───── EXCERPTED RECORDS
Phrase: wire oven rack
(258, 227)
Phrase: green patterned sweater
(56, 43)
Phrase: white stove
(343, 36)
──────────
### EXERCISE
Rescale all the items above by writing out every line again, phrases included, with each x and y coordinate multiplied by 0.2 and rounded to a whole number, halves rounded up.

### EXERCISE RESULT
Phrase: wire oven rack
(52, 45)
Phrase: green patterned sweater
(11, 9)
Phrase: white stove
(69, 7)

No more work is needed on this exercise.